WHAT IS ASKED =>
Make an exact copy of the entries below with the pictures removed.
--- Start of RECORDS ---
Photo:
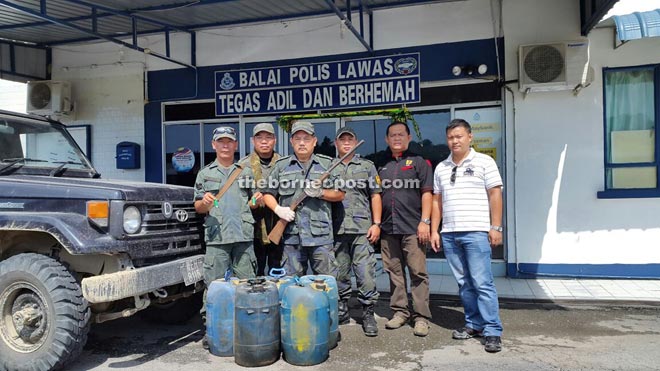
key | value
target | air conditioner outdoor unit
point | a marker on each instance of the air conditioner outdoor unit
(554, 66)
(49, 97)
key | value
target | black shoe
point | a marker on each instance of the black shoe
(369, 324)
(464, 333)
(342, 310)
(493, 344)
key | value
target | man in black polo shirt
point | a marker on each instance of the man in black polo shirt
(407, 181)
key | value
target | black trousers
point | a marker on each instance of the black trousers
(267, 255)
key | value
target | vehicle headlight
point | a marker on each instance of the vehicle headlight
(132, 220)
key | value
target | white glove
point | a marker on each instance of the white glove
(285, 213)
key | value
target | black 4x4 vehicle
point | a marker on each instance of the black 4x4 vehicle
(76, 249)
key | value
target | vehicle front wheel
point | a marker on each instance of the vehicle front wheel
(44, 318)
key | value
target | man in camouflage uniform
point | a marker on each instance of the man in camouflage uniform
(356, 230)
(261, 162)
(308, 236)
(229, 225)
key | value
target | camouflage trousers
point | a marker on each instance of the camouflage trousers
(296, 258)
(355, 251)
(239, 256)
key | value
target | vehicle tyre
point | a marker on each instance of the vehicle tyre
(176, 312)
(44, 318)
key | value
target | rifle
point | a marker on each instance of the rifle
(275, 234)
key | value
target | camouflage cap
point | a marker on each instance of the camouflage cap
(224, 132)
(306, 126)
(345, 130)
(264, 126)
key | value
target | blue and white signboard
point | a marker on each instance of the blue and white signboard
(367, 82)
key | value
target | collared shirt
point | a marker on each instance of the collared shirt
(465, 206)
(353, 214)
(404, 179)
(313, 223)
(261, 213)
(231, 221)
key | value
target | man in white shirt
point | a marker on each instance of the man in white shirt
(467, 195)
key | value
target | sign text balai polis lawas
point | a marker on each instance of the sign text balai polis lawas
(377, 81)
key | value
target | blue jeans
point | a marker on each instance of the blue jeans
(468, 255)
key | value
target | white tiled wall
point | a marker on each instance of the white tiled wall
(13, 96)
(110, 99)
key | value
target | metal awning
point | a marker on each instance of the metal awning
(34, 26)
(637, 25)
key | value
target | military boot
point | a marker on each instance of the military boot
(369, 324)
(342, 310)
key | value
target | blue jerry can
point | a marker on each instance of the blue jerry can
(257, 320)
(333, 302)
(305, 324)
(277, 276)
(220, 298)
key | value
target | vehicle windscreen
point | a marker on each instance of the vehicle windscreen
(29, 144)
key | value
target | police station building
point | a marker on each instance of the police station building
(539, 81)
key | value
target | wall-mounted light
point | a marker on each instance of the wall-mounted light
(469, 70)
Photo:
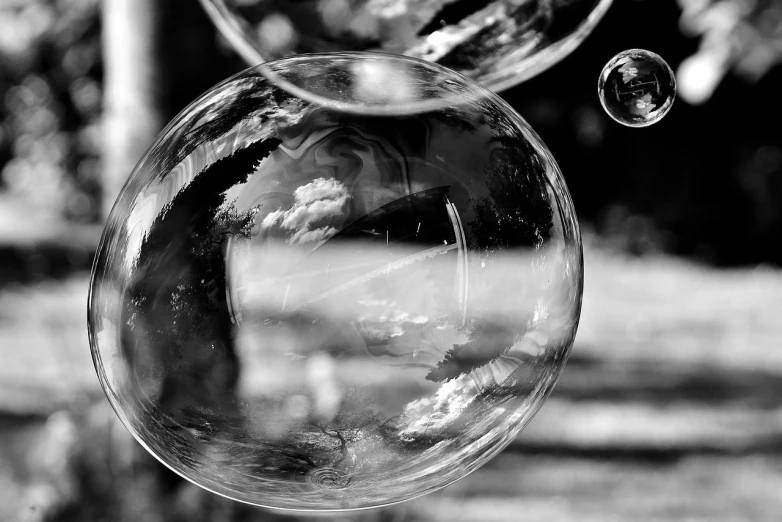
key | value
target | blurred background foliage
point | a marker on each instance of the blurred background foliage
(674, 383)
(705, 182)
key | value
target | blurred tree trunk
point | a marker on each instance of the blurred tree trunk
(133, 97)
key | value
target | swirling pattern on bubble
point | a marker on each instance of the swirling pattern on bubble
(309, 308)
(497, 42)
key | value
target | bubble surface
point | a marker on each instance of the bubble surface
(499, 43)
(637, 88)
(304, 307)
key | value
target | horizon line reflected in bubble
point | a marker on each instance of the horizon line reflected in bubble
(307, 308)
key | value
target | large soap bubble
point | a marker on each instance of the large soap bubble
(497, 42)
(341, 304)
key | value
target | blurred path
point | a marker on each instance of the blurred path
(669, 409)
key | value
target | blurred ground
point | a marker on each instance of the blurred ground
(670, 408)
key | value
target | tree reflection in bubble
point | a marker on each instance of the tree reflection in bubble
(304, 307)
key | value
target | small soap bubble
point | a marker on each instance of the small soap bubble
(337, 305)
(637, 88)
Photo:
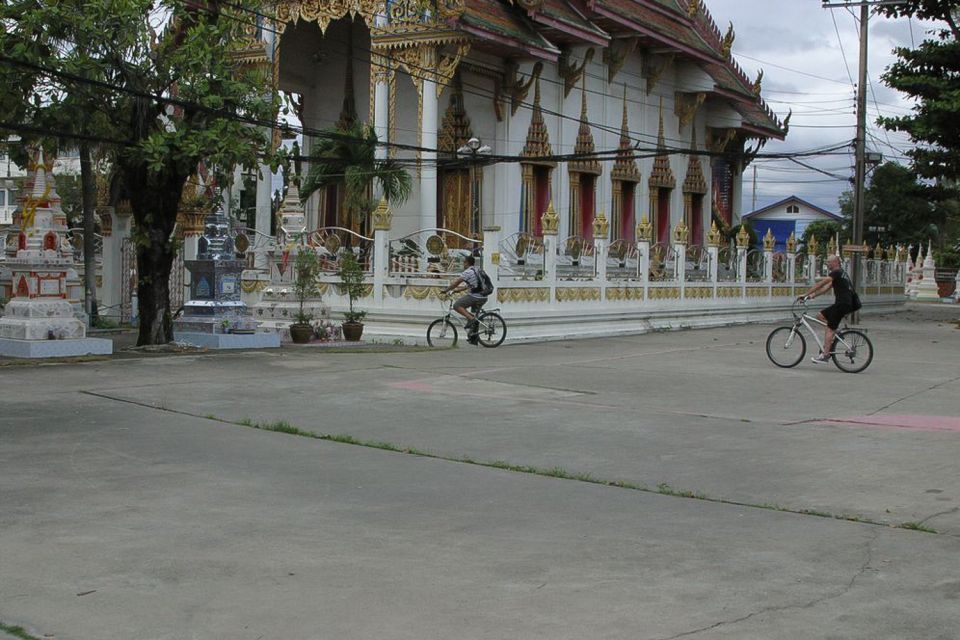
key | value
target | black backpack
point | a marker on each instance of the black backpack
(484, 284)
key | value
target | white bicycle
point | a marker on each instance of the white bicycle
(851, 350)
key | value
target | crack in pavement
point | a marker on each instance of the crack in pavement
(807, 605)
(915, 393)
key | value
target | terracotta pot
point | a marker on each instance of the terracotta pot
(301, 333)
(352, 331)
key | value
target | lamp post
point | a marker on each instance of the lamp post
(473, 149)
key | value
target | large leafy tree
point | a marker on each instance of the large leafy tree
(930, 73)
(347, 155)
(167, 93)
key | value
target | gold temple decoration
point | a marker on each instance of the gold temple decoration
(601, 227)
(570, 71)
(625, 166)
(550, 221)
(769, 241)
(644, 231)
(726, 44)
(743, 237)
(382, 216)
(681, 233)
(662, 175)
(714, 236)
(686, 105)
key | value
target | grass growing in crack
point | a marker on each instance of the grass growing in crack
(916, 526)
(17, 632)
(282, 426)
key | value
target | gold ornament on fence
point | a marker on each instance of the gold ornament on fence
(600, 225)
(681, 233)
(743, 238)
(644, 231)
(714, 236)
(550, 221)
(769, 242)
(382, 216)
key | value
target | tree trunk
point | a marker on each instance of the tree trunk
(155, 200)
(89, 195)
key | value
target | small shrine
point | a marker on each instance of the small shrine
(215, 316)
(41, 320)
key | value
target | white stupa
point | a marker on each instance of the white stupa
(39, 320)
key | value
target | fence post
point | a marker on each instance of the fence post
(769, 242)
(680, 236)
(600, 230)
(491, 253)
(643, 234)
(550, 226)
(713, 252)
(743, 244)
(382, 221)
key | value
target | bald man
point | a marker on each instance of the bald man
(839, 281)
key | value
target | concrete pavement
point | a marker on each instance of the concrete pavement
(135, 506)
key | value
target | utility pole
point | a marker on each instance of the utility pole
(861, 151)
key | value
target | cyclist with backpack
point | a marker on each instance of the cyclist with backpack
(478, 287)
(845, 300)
--- End of RECORDS ---
RESULT FOR THIS TASK =>
Photo:
key | value
target | air conditioner outdoor unit
point | a marker on each instance of the air conditioner outdoor unit
(554, 66)
(49, 97)
key | value
target | black shoe
point | a marker on each instance of the black shoe
(369, 324)
(464, 333)
(342, 310)
(493, 344)
key | value
target | man in black polo shirt
point | a marker on each instance of the man in black polo shirt
(407, 181)
key | value
target | black trousers
point | a marker on each instance of the black trousers
(267, 255)
key | value
target | vehicle headlight
point | a marker on each instance of the vehicle headlight
(132, 220)
key | value
target | white glove
point | a marker on each instance of the white glove
(285, 213)
key | value
target | black 4x4 vehicle
point | a marker on each instance of the black 4x4 vehicle
(76, 249)
key | value
target | vehicle front wheel
point | a marker on each instance of the vehicle front wheel
(44, 318)
key | value
target | man in camouflage uniform
point | a marker on each instance of the man in camouflage uniform
(356, 230)
(261, 162)
(308, 236)
(229, 225)
key | value
target | camouflage trousers
point | a marker on each instance of the camouflage trousers
(296, 258)
(355, 251)
(239, 256)
key | value
target | vehicle tyre
point | a marker on each instance of the vehicle tyre
(176, 312)
(44, 318)
key | value
target | rifle
point | a marker on each instance of the rifle
(275, 234)
key | value
target | camouflage cap
point | a marker on each instance of the camouflage cap
(224, 132)
(306, 126)
(345, 130)
(264, 126)
key | value
target | blue and white signboard
point | a marker on each instance of the blue and white signboard
(367, 82)
key | value
target | collared shirt
point | a marker on each instance of the collared shirt
(465, 206)
(353, 214)
(404, 179)
(313, 223)
(261, 213)
(231, 221)
key | value
target | man in white shirt
point | a marker on each instance of the man in white shirt
(467, 195)
key | value
target | sign text balai polis lawas
point | a marker on each instance of the sign text balai polis lawas
(377, 81)
key | value
target | blue jeans
point | a marker on each instance of the blue jeans
(468, 255)
key | value
target | white tiled wall
point | a marker on each instance of the white tiled wall
(13, 96)
(110, 99)
key | value
target | metal awning
point | a marker on each instance of the metal awning
(34, 26)
(637, 25)
key | value
target | military boot
point | a marker on each instance of the military boot
(369, 324)
(342, 310)
key | value
target | blue jerry can
point | a marker on each instance of the blue jerry can
(257, 320)
(333, 302)
(305, 324)
(277, 276)
(220, 298)
key | value
target | vehicle windscreen
point | a marker on each instance of the vehicle windscreen
(29, 144)
key | value
target | police station building
point | a marker on each instance of the police station building
(539, 81)
key | value
target | wall-mounted light
point | a marker on each instance of the wall-mounted light
(469, 70)
Photo:
key | value
target | blurred background foliage
point | a marker on each instance of the blurred background foliage
(674, 383)
(705, 182)
key | value
target | blurred tree trunk
point | a marker on each instance of the blurred tree trunk
(133, 97)
key | value
target | swirling pattern on bubble
point | a marker on each instance of the swirling pattern on bubble
(309, 308)
(497, 42)
key | value
target | bubble surface
point | a marker on each instance of the bubble surface
(499, 43)
(637, 88)
(304, 307)
key | value
target | horizon line reflected in bubble
point | a marker on each instance of the horizon line reflected in bubble
(307, 308)
key | value
target | large soap bubble
point | a marker on each instance of the large soap bubble
(497, 42)
(341, 304)
key | value
target | blurred path
point | a marker on each instance of the blurred path
(669, 409)
key | value
target | blurred ground
point | a marker on each instance of the blurred ground
(670, 408)
key | value
target | tree reflection in bubble
point | a marker on each instance of the tree reflection in bubble
(304, 307)
key | value
target | small soap bubble
point | a marker on each instance of the small soap bubble
(337, 305)
(637, 88)
Photo:
key | value
target | black backpack
point | a marker on each instance of the black backpack
(484, 284)
key | value
target | white bicycle
point | a marker on each instance of the white bicycle
(851, 350)
key | value
target | crack in pavement
point | a marker on each instance of the crack in pavement
(807, 605)
(915, 393)
key | value
target | terracotta pot
point | a marker on each instance of the terracotta pot
(301, 333)
(352, 331)
key | value
target | lamp post
point | a marker on each instance of the lamp post
(473, 149)
key | value
target | large leafy tree
point | a marker on each instance of the large leafy tree
(930, 73)
(347, 155)
(167, 93)
key | value
target | gold temple decoration
point | a marker on each instance of the gold temple decoration
(601, 227)
(570, 71)
(625, 166)
(550, 221)
(769, 241)
(644, 231)
(726, 44)
(743, 237)
(382, 216)
(681, 233)
(662, 175)
(714, 236)
(686, 105)
key | value
target | grass growing in crack
point | a marker on each instance of the grass growing in crack
(916, 526)
(17, 632)
(282, 426)
key | value
target | gold ornament on fence
point | a marker on each instance of the gold ornament on fence
(600, 225)
(681, 233)
(743, 238)
(644, 231)
(714, 236)
(550, 221)
(769, 242)
(382, 216)
key | value
target | tree trunk
point | a marker on each instance of the tree trunk
(155, 200)
(89, 195)
key | value
target | small shrine
point | a marker on each instance of the small shrine
(215, 316)
(41, 320)
key | value
target | white stupa
point | a marker on each instance of the white stupa
(39, 320)
key | value
target | fence post
point | a marker on each instance of the fence post
(769, 242)
(680, 236)
(600, 230)
(491, 253)
(643, 234)
(550, 226)
(713, 252)
(743, 244)
(382, 221)
key | value
target | bald man
point | a marker on each instance of the bald man
(839, 281)
key | value
target | concrete pavement
point | a marker on each instance of the concrete pavement
(135, 506)
key | value
target | utility pole
point | a marker on each instance of the utility pole
(861, 151)
key | value
target | cyclist with backpack
point | a marker on each instance of the cyclist with backpack
(478, 287)
(845, 300)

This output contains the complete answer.